Exercise task
Please copy the lines below word for word, from the first one through the line that contains "POLYGON ((313 203, 198", both included, and leave the pictures out.

Data supplied

>>>

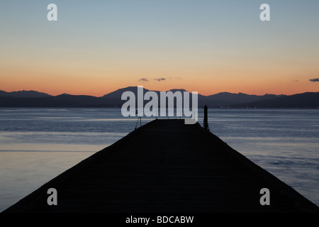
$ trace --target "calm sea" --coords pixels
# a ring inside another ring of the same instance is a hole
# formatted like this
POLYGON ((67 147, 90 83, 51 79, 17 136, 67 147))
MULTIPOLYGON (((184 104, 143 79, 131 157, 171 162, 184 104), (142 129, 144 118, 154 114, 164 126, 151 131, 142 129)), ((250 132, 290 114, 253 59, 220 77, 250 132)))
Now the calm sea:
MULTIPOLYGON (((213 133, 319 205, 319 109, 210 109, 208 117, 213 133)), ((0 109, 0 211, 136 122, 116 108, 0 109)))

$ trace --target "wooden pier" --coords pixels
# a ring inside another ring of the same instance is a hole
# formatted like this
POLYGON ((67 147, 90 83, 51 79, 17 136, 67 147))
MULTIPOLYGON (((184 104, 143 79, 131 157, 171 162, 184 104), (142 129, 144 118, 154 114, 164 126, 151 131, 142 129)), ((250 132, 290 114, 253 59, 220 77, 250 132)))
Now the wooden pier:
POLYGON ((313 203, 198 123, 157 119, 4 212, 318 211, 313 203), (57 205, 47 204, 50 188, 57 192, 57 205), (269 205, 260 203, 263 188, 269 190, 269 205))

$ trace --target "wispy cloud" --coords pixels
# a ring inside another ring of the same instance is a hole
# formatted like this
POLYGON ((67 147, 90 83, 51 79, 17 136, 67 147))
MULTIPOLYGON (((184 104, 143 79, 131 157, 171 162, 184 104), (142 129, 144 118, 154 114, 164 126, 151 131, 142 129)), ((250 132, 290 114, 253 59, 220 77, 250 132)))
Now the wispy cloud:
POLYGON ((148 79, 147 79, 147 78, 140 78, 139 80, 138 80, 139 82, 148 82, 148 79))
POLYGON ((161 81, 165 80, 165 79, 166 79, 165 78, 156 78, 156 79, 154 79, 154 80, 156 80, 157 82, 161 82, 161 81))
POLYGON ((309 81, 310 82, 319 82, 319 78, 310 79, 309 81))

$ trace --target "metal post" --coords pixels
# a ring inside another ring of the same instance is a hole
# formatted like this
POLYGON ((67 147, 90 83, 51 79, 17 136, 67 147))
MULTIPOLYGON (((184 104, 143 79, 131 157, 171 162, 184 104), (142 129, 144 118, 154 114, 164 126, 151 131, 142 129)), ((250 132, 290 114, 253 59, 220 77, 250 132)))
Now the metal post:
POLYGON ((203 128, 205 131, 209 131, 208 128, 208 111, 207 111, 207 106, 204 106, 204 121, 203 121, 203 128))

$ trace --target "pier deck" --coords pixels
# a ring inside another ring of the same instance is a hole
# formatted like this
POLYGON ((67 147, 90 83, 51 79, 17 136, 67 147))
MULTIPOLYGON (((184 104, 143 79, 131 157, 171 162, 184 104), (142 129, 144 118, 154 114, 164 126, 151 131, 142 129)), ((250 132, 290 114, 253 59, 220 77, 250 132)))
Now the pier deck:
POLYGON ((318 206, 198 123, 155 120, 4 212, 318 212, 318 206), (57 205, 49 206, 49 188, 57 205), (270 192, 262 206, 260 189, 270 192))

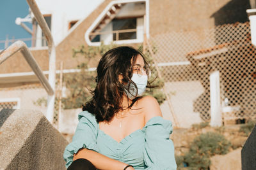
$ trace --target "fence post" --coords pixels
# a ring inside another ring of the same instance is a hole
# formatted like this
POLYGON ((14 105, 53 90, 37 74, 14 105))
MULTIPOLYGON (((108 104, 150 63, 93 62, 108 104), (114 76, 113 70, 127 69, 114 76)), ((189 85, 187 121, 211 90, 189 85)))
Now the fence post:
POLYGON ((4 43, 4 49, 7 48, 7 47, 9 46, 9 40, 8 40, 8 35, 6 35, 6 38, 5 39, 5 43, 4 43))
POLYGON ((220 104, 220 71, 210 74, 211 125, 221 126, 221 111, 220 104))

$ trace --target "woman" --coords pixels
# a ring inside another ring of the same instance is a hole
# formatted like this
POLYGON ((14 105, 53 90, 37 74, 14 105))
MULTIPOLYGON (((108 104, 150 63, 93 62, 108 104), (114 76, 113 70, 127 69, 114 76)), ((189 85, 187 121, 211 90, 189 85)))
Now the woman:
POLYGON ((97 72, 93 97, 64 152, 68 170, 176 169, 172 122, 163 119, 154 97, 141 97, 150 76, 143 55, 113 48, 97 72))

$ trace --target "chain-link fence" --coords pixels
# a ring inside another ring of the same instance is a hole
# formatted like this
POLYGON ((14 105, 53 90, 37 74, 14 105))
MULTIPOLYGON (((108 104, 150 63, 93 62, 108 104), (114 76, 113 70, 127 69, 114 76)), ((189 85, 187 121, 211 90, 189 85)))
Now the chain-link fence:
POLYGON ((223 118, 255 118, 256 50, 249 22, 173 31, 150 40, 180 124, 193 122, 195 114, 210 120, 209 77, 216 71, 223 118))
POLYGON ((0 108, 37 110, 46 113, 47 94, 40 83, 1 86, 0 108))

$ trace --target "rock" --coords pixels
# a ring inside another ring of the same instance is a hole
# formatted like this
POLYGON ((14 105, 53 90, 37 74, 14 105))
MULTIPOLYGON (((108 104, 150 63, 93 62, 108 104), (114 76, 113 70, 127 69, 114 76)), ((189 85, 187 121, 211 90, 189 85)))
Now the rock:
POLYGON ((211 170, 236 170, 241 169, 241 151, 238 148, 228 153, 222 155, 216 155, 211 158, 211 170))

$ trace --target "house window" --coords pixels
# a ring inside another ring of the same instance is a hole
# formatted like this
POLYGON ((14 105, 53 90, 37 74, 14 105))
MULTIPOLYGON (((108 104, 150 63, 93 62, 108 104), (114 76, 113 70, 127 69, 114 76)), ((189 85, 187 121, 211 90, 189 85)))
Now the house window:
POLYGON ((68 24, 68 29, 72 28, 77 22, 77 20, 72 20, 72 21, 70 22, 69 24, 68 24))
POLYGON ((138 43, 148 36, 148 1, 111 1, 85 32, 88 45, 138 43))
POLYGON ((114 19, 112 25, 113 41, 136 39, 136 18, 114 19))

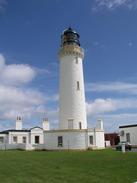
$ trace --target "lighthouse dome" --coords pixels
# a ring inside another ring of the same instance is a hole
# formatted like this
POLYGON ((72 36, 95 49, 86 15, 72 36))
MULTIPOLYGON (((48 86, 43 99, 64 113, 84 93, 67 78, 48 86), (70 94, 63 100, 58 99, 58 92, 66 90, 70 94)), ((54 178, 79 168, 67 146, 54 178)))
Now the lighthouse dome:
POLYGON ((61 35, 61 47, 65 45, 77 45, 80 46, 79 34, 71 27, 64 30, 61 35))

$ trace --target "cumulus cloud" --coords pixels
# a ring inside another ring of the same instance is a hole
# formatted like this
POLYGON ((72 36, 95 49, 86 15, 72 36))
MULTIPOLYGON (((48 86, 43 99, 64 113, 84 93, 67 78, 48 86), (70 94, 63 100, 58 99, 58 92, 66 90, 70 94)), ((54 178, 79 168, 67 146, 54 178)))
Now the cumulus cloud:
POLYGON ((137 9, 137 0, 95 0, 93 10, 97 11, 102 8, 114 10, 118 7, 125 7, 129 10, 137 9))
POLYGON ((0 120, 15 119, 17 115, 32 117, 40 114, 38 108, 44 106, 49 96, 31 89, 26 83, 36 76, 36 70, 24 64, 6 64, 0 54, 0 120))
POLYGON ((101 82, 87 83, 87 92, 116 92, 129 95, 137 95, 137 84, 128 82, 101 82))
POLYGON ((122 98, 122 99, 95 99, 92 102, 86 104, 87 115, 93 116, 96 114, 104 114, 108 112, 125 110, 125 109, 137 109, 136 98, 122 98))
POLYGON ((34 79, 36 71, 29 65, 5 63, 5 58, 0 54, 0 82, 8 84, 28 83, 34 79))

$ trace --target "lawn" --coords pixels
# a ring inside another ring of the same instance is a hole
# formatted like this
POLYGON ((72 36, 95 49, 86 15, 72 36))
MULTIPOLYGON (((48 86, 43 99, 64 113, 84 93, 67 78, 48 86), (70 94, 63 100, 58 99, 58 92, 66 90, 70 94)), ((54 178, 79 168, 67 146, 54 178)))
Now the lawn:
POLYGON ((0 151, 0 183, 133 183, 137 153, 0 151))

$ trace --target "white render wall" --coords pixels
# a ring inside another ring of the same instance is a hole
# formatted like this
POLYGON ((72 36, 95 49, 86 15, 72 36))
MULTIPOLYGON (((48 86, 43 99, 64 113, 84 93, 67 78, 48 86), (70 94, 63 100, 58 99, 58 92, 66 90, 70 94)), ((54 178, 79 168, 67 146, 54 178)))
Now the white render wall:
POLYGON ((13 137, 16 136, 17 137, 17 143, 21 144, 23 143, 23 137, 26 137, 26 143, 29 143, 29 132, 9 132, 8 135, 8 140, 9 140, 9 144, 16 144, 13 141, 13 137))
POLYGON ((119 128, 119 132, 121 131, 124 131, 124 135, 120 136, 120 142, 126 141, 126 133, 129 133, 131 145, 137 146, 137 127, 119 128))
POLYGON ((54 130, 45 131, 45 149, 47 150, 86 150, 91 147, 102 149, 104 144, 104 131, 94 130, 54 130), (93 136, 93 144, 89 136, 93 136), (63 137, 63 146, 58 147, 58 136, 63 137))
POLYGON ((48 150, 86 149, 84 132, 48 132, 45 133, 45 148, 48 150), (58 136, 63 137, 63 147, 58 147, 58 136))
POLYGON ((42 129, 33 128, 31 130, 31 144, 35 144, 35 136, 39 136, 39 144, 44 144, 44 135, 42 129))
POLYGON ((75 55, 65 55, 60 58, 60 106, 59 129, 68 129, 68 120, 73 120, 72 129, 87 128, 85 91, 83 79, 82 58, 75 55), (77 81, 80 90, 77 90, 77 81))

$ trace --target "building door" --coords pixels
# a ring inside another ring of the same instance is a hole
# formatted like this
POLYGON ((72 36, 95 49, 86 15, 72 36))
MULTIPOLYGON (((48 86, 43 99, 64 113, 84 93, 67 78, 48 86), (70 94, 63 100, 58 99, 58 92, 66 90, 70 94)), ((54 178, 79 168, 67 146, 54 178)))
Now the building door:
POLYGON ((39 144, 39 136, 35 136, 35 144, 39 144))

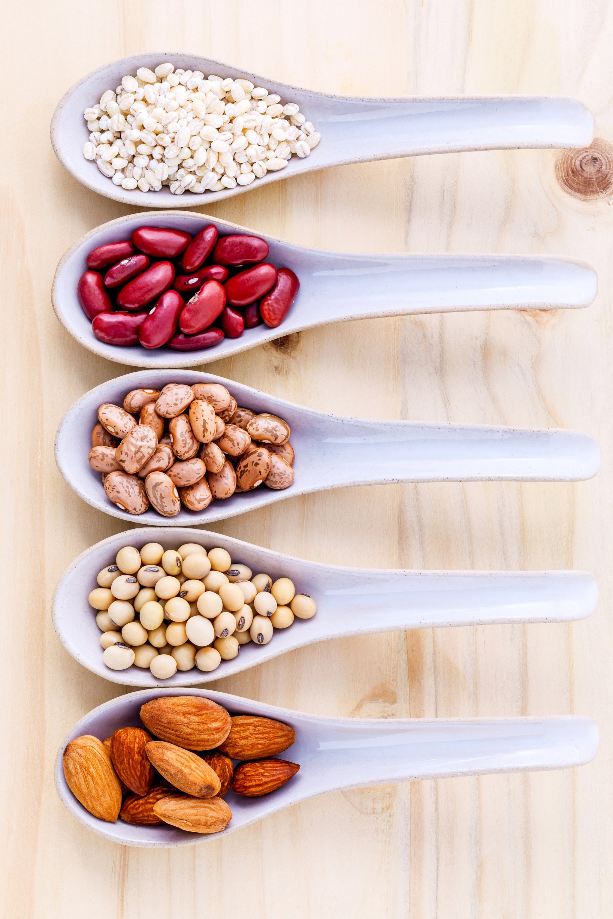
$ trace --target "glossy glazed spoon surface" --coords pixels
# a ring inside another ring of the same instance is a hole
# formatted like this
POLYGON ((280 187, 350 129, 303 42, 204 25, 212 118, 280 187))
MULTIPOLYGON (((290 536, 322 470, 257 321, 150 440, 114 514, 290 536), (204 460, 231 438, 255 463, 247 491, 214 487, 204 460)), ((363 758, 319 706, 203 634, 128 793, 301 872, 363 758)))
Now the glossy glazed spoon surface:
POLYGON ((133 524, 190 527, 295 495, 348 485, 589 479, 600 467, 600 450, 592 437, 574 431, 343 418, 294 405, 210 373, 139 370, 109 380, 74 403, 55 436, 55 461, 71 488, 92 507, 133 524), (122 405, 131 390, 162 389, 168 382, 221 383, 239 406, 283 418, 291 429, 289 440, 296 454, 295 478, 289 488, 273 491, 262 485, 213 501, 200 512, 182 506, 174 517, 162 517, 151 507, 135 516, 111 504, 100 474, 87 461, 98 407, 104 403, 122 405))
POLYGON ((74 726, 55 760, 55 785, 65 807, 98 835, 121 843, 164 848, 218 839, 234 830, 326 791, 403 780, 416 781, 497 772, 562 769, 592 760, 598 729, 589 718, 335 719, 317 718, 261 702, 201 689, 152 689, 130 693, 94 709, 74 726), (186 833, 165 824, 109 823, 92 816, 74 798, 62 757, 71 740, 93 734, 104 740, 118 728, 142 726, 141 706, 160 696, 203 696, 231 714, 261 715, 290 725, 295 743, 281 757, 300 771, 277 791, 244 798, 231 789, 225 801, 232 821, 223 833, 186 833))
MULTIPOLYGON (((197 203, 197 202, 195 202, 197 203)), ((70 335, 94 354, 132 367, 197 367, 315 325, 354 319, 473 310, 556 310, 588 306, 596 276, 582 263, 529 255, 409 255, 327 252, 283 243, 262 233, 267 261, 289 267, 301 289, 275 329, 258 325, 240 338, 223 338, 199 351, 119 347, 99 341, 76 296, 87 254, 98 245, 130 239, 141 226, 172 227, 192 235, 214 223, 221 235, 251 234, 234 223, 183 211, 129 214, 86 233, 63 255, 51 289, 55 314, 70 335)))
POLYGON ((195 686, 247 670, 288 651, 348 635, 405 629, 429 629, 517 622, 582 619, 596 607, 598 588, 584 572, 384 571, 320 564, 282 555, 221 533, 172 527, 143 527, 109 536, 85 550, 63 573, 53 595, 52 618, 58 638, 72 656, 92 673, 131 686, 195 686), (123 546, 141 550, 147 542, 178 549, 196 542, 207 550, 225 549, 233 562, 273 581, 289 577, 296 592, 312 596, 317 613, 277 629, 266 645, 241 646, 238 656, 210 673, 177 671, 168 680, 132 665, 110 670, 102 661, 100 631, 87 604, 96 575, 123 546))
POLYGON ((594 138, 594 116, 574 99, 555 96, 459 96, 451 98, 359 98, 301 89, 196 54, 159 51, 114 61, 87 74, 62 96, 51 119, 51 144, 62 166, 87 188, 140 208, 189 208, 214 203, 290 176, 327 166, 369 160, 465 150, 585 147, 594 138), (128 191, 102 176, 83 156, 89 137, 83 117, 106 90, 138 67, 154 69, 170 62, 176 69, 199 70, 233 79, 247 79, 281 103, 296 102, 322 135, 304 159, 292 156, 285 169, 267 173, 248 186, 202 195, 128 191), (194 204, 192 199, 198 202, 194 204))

<<<

Full solution
$ trace --target "calm sea" --coords pixels
# a ring inside another ring of the same instance is a hole
# formatted like this
POLYGON ((67 147, 90 83, 51 79, 17 136, 67 147))
MULTIPOLYGON (((184 104, 143 79, 131 157, 171 162, 184 104), (142 129, 144 118, 154 114, 164 126, 151 131, 142 129)), ((250 132, 290 114, 253 59, 220 77, 250 132)))
Now the calm sea:
MULTIPOLYGON (((213 133, 319 205, 319 109, 210 109, 208 117, 213 133)), ((0 109, 0 211, 136 122, 116 108, 0 109)))

$ trace --target "wooden pier" --coords pixels
# a ring inside another ring of the same instance is a hole
# formatted like this
POLYGON ((67 147, 90 83, 51 79, 17 136, 67 147))
MULTIPOLYGON (((184 104, 143 79, 131 157, 171 162, 184 104), (142 129, 144 118, 154 114, 164 126, 151 131, 142 129)), ((250 132, 290 114, 253 59, 220 77, 250 132)))
Now the wooden pier:
POLYGON ((313 203, 198 123, 157 119, 4 212, 318 211, 313 203), (57 205, 47 204, 50 188, 57 192, 57 205), (269 205, 260 203, 263 188, 269 190, 269 205))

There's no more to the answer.